TEXT SEGMENT>
^^^^^^^^

3.1 Horizontal Structure

To characterize the horizontal structure of the IR plume during the summer monsoon, we used surface salinity and surface currents from the first year of experiment IRFullW (i.e., the first year after the introduction of IR river forcing). The boundary of the plume is demarcated using 32 psu isohaline.

During the summer monsoon (June-August), winds over the study area are strong and start weakening from September. Summer monsoon is also the season when discharge from the IR increases rapidly. In June, with increased discharge from the IR and strong south-westerly winds, the freshwater plume starts to expand rapidly towards south-east (Figure 4A). This expansion occurs in the form of a jet like structure of low salinity water and is distinguishable from the surrounding regions by the presence of high-speed currents (0.5 ms^-1) that comprise the core of this jet. Currents at the southern flank of the jet, although weak, turn towards south-east and arrest the westward expansion of the freshwater plume. In the month of July, IR discharge reaches its peak, winds strengthen slightly compared to the previous month, and the IR plume flows as a jet of low salinity water with strong south-eastward currents at its core. IR plume flows further south-east to reach the eastern boundary of the Andaman Sea and widens at its southern end with its northern flank reaching the eastern coast at 14°N and southern flank at 12°N (Figure 4B). The strength of the current reduces as it approaches the coast. In August, the IR plume expands further south along the eastern boundary of the Andaman Sea (Figure 4C). The jet-like flow of the plume still persists but near the eastern coast, it widens and forms two distinct flanks with a weak circulation in between. Currents in the northern flank flow eastward to reach the coast and then flow southward. Currents in the southern flank continue to flow south-eastward. Low salinity water (≤ 33 psu) reaches as far south as 11°N. Throughout August, a large amount of freshwater accumulates over the shelf adjacent to the eastern coast. In September, southwesterly winds over the Andaman Sea weaken and the discharge from the IR is also on the decline (Figure 1). The IR plume still flows as jet of low salinity water impinging on the coast at the eastern boundary of the Andaman Sea at 13°N (Figure 4D). A very small amount of freshwater from the northern boundary of the plume leaks northward along the coast while most of it continues to flow southward and reaches as far south as 10°N. Eastward currents at 13°N flow into the plume and turn southward thus making the southern flank of the IR plume.

^^^^^^^^

DATA EXCERPTS>
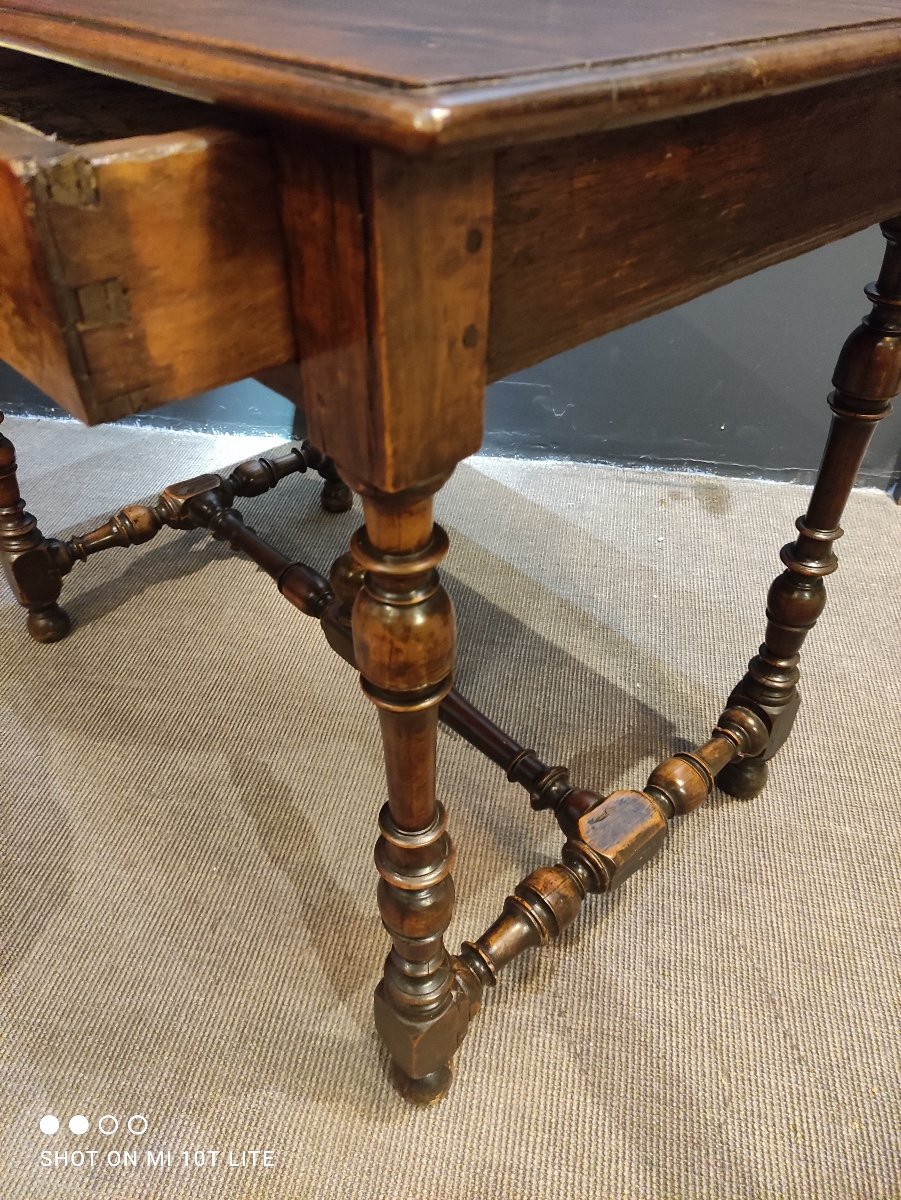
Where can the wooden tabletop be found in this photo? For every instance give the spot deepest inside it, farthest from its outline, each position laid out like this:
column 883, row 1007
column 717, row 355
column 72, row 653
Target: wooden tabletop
column 419, row 73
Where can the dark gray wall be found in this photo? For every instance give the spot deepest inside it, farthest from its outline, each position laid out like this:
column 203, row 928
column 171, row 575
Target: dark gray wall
column 734, row 382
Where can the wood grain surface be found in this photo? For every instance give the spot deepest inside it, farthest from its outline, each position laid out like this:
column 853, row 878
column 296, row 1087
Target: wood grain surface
column 596, row 232
column 416, row 73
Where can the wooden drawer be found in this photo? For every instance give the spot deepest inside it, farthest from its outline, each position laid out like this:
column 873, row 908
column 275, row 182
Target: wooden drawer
column 140, row 246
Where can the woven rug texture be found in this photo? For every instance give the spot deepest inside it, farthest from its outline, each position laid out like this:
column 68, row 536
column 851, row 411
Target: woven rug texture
column 190, row 786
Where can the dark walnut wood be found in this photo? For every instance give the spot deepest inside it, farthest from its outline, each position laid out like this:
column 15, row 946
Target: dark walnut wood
column 866, row 381
column 418, row 73
column 608, row 160
column 697, row 202
column 30, row 568
column 140, row 247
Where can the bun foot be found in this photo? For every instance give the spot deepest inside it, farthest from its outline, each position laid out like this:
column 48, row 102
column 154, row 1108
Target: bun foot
column 48, row 624
column 428, row 1090
column 744, row 779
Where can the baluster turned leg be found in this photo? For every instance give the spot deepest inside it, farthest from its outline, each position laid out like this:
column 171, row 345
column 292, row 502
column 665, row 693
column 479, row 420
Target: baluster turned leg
column 866, row 379
column 28, row 562
column 403, row 640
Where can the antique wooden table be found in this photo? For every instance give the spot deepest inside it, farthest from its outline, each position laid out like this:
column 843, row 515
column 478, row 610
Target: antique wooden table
column 464, row 190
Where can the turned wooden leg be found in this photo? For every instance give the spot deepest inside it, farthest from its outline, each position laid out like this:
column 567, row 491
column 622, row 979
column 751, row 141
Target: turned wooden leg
column 335, row 495
column 866, row 379
column 30, row 567
column 403, row 641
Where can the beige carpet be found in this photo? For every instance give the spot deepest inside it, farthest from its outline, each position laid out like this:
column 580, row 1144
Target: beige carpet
column 190, row 790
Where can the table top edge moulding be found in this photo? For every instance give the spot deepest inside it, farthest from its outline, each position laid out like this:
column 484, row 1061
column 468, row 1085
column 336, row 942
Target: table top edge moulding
column 389, row 100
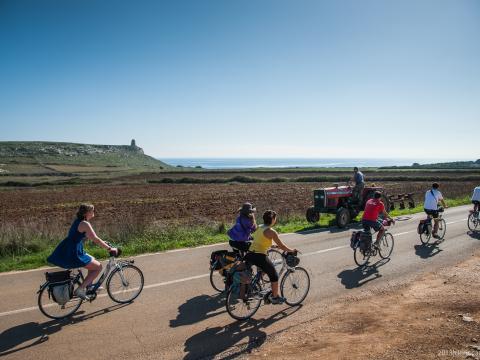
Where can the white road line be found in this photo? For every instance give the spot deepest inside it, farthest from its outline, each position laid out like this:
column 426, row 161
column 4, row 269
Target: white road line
column 324, row 250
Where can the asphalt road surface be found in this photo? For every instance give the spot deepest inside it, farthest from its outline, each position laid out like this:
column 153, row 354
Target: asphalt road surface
column 179, row 316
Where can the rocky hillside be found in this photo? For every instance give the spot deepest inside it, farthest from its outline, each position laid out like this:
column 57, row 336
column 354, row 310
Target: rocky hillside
column 56, row 153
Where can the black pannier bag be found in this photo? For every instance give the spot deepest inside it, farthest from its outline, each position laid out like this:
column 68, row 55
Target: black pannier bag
column 354, row 239
column 60, row 286
column 216, row 259
column 58, row 276
column 365, row 240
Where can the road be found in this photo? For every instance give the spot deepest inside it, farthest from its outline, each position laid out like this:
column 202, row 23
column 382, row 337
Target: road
column 179, row 315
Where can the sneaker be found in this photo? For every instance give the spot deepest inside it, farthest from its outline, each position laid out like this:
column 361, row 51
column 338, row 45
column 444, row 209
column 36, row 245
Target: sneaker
column 277, row 300
column 81, row 293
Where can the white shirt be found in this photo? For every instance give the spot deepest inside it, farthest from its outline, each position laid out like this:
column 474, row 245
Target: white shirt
column 431, row 200
column 476, row 194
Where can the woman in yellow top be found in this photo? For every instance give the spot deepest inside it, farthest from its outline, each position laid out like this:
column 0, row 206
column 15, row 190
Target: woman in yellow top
column 262, row 241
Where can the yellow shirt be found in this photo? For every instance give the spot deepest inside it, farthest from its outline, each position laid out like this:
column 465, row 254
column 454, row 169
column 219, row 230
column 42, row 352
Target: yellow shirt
column 261, row 243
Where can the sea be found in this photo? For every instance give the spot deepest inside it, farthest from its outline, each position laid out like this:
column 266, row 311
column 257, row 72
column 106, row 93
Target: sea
column 255, row 163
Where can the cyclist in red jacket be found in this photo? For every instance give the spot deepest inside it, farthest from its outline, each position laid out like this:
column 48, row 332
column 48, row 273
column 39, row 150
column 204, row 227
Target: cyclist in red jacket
column 373, row 208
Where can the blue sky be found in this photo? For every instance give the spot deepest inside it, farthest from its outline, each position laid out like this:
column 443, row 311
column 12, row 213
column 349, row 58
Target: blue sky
column 245, row 78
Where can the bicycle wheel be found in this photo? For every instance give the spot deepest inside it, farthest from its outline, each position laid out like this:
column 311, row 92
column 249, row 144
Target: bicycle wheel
column 125, row 283
column 361, row 259
column 53, row 310
column 243, row 308
column 295, row 286
column 425, row 236
column 386, row 246
column 442, row 228
column 217, row 280
column 473, row 222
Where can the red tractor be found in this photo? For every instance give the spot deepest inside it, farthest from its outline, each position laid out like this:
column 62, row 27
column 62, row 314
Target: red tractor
column 339, row 200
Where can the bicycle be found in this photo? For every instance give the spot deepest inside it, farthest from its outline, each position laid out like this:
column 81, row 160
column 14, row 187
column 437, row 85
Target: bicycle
column 425, row 228
column 363, row 247
column 294, row 287
column 473, row 220
column 221, row 261
column 56, row 298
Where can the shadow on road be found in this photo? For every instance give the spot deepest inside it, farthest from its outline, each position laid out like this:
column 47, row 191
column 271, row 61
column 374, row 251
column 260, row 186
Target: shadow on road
column 22, row 335
column 216, row 340
column 428, row 250
column 199, row 308
column 474, row 235
column 332, row 228
column 361, row 275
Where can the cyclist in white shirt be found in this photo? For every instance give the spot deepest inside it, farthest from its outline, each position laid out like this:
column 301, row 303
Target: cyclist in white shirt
column 432, row 198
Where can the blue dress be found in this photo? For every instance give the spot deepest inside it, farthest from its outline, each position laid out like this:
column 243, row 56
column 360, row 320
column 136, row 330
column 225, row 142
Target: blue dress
column 69, row 254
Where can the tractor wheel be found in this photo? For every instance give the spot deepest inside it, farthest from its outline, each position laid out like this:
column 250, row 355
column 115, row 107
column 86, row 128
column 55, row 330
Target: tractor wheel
column 343, row 217
column 312, row 215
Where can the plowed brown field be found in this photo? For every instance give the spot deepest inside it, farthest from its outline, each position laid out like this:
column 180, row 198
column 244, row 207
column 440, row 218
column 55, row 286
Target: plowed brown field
column 178, row 203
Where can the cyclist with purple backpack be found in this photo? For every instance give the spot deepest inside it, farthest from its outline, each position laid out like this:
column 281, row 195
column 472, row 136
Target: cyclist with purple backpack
column 241, row 233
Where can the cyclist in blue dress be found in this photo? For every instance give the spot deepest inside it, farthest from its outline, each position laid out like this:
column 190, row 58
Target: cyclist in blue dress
column 70, row 254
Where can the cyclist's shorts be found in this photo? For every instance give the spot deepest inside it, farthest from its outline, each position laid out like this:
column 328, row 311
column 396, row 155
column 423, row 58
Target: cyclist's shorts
column 240, row 245
column 432, row 213
column 376, row 225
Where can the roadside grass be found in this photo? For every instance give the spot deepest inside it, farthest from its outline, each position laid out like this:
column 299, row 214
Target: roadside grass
column 28, row 246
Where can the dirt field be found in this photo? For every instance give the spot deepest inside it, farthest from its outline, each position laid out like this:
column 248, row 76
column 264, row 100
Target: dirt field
column 437, row 316
column 178, row 203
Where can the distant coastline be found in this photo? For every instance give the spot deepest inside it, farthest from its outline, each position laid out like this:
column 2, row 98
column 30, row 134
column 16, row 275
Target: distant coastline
column 245, row 163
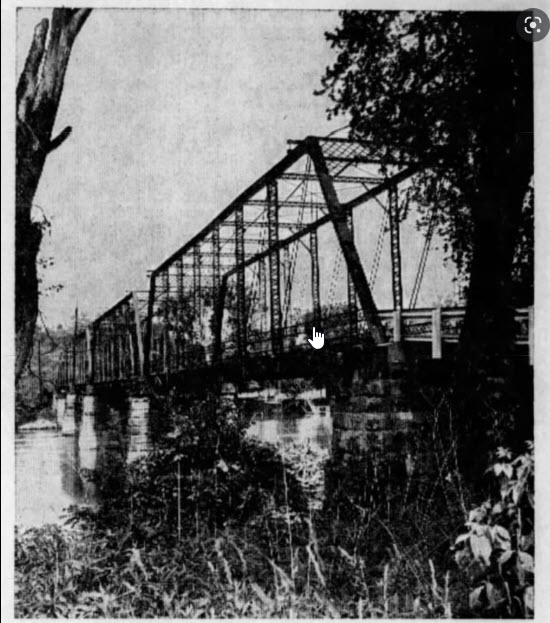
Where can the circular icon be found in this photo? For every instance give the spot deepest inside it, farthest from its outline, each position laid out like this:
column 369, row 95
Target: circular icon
column 532, row 25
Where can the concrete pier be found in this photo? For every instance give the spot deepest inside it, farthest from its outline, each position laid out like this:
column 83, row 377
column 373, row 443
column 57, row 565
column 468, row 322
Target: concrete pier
column 138, row 428
column 68, row 422
column 88, row 404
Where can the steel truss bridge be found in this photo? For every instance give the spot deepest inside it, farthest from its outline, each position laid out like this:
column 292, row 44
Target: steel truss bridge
column 242, row 296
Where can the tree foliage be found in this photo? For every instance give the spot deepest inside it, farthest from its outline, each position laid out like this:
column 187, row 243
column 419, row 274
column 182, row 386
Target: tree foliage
column 452, row 91
column 38, row 94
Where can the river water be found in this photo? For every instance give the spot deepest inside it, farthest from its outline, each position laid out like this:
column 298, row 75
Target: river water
column 51, row 468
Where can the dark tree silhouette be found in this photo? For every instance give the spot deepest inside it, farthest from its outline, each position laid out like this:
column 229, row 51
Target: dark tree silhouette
column 453, row 91
column 38, row 94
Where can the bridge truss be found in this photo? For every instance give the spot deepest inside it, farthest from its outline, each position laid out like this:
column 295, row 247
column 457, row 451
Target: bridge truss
column 225, row 298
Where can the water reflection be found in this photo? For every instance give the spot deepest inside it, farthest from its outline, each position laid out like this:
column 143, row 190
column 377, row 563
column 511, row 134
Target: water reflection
column 276, row 428
column 55, row 470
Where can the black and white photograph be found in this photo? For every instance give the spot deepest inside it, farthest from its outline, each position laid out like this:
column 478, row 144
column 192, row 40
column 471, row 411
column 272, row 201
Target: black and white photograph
column 272, row 348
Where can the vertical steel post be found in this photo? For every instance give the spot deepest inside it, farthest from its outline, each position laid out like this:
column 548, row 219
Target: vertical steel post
column 139, row 335
column 393, row 210
column 315, row 280
column 241, row 293
column 197, row 294
column 74, row 345
column 352, row 298
column 216, row 250
column 90, row 347
column 166, row 354
column 274, row 268
column 180, row 347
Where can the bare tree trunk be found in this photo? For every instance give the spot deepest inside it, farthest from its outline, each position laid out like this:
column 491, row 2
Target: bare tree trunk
column 38, row 94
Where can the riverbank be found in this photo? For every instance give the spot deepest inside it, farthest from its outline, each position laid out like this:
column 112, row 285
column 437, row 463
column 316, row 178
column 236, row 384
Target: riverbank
column 217, row 525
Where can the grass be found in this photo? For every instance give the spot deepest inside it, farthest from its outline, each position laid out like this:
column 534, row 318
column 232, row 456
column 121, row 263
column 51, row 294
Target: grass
column 218, row 526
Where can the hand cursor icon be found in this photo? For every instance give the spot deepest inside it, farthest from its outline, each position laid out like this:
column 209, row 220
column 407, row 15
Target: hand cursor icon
column 318, row 340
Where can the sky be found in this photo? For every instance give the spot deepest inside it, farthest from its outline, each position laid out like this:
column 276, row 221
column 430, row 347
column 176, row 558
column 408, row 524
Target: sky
column 174, row 113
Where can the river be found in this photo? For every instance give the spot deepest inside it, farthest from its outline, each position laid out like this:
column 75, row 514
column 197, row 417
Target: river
column 51, row 468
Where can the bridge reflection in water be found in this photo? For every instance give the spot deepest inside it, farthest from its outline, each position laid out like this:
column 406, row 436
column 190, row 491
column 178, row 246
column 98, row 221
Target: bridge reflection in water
column 53, row 471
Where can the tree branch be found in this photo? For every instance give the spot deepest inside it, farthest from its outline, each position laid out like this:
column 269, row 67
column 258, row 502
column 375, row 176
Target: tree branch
column 60, row 138
column 27, row 85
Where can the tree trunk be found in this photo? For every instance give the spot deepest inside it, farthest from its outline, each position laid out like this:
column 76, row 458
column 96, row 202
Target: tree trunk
column 484, row 393
column 38, row 94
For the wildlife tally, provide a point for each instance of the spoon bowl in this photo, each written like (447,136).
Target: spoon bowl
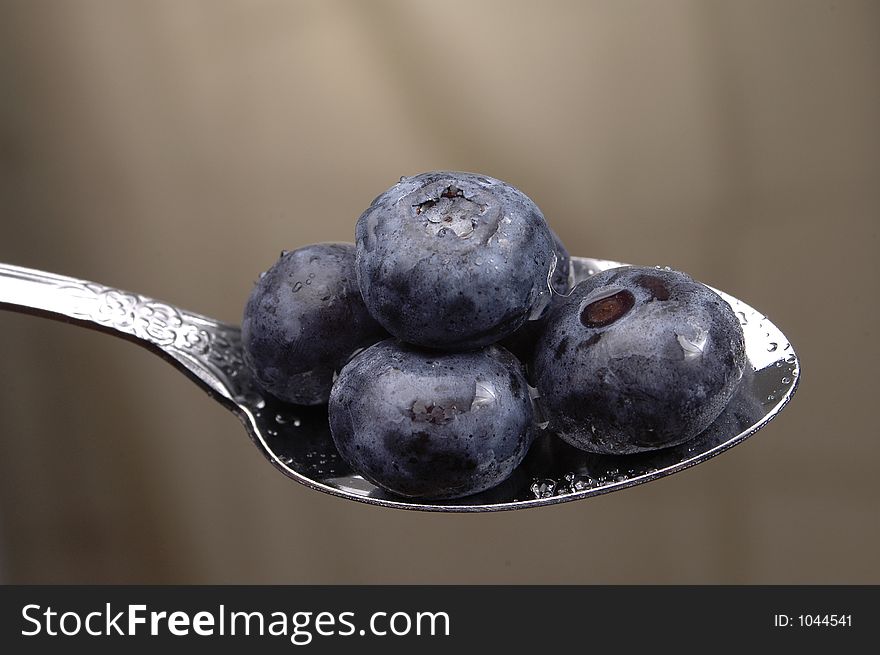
(297,440)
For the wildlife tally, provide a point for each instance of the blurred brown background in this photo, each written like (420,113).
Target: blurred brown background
(175,147)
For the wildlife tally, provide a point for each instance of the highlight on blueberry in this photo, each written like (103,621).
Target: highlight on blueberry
(425,424)
(637,359)
(454,260)
(303,319)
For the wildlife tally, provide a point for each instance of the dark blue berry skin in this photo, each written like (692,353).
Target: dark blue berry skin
(453,260)
(303,319)
(637,359)
(522,342)
(425,424)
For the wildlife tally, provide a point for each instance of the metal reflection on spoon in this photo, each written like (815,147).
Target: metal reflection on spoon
(297,439)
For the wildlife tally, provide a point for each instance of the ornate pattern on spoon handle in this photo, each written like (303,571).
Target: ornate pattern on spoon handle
(206,349)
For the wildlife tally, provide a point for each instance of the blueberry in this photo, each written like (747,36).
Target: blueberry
(637,359)
(453,260)
(424,424)
(303,319)
(523,341)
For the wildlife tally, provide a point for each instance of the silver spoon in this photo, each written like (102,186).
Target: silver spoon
(297,439)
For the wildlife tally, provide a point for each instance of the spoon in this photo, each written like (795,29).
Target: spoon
(297,439)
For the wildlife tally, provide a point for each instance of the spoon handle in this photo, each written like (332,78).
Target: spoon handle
(208,351)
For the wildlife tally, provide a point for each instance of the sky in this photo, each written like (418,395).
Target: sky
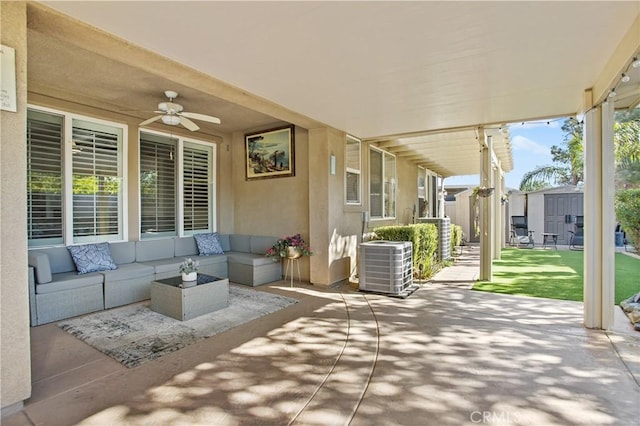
(531,144)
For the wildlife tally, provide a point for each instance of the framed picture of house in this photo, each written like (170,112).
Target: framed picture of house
(270,153)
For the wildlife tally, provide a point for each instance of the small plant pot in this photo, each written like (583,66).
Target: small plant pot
(293,253)
(191,276)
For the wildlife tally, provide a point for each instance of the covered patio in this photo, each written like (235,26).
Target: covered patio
(431,84)
(446,355)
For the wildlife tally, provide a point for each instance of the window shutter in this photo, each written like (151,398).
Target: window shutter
(44,178)
(157,185)
(96,181)
(352,160)
(196,160)
(375,178)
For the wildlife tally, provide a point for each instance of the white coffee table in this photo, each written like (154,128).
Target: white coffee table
(183,301)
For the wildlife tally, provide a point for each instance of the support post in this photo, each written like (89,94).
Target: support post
(486,209)
(599,243)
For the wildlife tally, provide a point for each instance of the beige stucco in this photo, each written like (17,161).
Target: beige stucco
(15,376)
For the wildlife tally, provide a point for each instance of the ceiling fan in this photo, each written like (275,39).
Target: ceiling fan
(172,114)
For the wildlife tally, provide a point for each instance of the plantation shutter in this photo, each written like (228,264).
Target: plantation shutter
(353,171)
(96,181)
(389,185)
(44,178)
(375,182)
(196,171)
(157,185)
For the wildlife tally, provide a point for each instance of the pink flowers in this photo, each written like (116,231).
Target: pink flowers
(280,248)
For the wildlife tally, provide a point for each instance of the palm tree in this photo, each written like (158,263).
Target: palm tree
(568,167)
(568,162)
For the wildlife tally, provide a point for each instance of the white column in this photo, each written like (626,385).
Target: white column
(486,209)
(599,222)
(497,215)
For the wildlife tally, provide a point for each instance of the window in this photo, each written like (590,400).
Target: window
(423,203)
(352,173)
(81,201)
(176,186)
(382,184)
(198,199)
(44,178)
(157,185)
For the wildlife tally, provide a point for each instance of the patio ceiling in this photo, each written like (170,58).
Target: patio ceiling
(418,78)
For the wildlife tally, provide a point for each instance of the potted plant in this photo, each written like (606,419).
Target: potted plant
(289,247)
(189,269)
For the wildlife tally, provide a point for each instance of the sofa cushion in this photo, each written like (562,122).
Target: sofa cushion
(40,262)
(124,252)
(161,248)
(69,281)
(260,245)
(92,257)
(210,260)
(208,244)
(186,247)
(162,266)
(60,259)
(241,243)
(248,259)
(224,242)
(128,271)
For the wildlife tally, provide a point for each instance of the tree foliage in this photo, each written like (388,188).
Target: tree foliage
(568,159)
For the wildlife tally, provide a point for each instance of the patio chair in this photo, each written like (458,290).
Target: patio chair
(521,236)
(576,240)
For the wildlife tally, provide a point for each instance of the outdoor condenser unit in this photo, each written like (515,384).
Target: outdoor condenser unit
(386,267)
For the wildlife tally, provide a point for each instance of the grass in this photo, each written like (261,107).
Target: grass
(555,274)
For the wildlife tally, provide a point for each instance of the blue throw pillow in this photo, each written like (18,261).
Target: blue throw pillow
(208,244)
(92,257)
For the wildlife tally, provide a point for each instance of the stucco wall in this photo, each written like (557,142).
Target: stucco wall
(15,376)
(278,206)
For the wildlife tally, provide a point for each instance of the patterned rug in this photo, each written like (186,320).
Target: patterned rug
(134,334)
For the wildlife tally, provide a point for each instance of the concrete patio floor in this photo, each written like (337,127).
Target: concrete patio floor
(444,356)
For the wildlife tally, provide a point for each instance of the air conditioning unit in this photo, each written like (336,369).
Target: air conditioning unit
(387,267)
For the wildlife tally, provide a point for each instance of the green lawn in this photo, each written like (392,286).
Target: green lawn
(555,274)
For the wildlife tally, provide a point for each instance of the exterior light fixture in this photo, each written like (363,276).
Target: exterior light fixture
(171,120)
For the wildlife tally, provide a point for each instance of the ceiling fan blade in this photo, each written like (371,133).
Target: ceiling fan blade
(201,117)
(189,124)
(151,120)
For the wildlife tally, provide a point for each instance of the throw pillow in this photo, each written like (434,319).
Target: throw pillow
(208,244)
(92,257)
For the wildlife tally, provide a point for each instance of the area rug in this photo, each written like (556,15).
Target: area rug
(134,334)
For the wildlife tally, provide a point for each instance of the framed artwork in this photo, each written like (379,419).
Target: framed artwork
(270,153)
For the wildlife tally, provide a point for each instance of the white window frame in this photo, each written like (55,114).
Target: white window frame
(67,149)
(354,171)
(181,142)
(393,191)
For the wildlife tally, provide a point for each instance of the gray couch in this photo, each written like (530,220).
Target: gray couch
(56,291)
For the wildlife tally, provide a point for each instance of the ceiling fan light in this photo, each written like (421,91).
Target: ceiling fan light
(171,120)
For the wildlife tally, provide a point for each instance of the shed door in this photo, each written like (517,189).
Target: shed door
(556,208)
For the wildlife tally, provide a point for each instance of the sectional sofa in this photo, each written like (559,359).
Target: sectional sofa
(58,291)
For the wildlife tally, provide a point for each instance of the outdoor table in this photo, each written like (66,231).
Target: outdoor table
(548,237)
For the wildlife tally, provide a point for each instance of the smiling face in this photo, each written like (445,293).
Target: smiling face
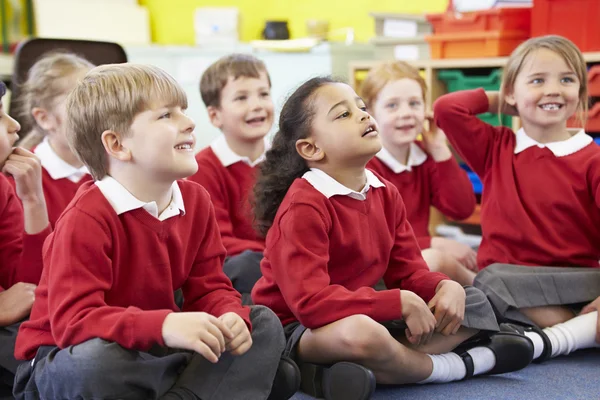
(246,110)
(400,112)
(546,91)
(342,128)
(161,142)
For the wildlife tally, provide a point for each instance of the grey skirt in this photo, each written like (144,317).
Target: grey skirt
(511,287)
(478,315)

^^^^^^^^

WRITTEN REQUEST>
Reproduce the whole section on the horizontal structure of the IR plume, word for word.

CORRECT RESULT>
3.1 Horizontal Structure

To characterize the horizontal structure of the IR plume during the summer monsoon, we used surface salinity and surface currents from the first year of experiment IRFullW (i.e., the first year after the introduction of IR river forcing). The boundary of the plume is demarcated using 32 psu isohaline.

During the summer monsoon (June-August), winds over the study area are strong and start weakening from September. Summer monsoon is also the season when discharge from the IR increases rapidly. In June, with increased discharge from the IR and strong south-westerly winds, the freshwater plume starts to expand rapidly towards south-east (Figure 4A). This expansion occurs in the form of a jet like structure of low salinity water and is distinguishable from the surrounding regions by the presence of high-speed currents (0.5 ms^-1) that comprise the core of this jet. Currents at the southern flank of the jet, although weak, turn towards south-east and arrest the westward expansion of the freshwater plume. In the month of July, IR discharge reaches its peak, winds strengthen slightly compared to the previous month, and the IR plume flows as a jet of low salinity water with strong south-eastward currents at its core. IR plume flows further south-east to reach the eastern boundary of the Andaman Sea and widens at its southern end with its northern flank reaching the eastern coast at 14°N and southern flank at 12°N (Figure 4B). The strength of the current reduces as it approaches the coast. In August, the IR plume expands further south along the eastern boundary of the Andaman Sea (Figure 4C). The jet-like flow of the plume still persists but near the eastern coast, it widens and forms two distinct flanks with a weak circulation in between. Currents in the northern flank flow eastward to reach the coast and then flow southward. Currents in the southern flank continue to flow south-eastward. Low salinity water (≤ 33 psu) reaches as far south as 11°N. Throughout August, a large amount of freshwater accumulates over the shelf adjacent to the eastern coast. In September, southwesterly winds over the Andaman Sea weaken and the discharge from the IR is also on the decline (Figure 1). The IR plume still flows as jet of low salinity water impinging on the coast at the eastern boundary of the Andaman Sea at 13°N (Figure 4D). A very small amount of freshwater from the northern boundary of the plume leaks northward along the coast while most of it continues to flow southward and reaches as far south as 10°N. Eastward currents at 13°N flow into the plume and turn southward thus making the southern flank of the IR plume.